Gestellte Aufgabe -
Wiederhole alle folgenden Einträge Zeile für Zeile unverändert, aber lass die Bilder weg.

Gegebene Daten -

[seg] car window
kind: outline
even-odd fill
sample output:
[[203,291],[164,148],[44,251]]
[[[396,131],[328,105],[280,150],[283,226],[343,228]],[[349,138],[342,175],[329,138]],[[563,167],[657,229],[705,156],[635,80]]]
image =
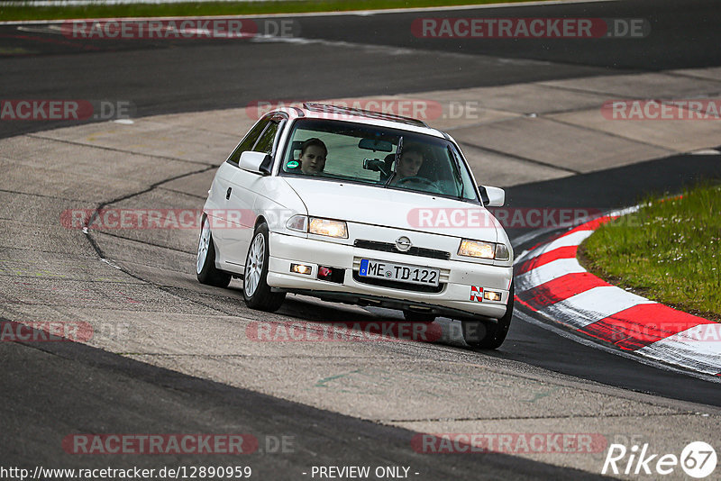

Lösung der Aufgabe -
[seg] car window
kind: outline
even-odd fill
sample output:
[[203,291],[164,148],[44,251]]
[[[396,131],[328,105],[280,150],[283,226],[343,228]],[[349,138],[342,175],[329,138]],[[563,167],[657,229],[705,156],[635,80]]]
image =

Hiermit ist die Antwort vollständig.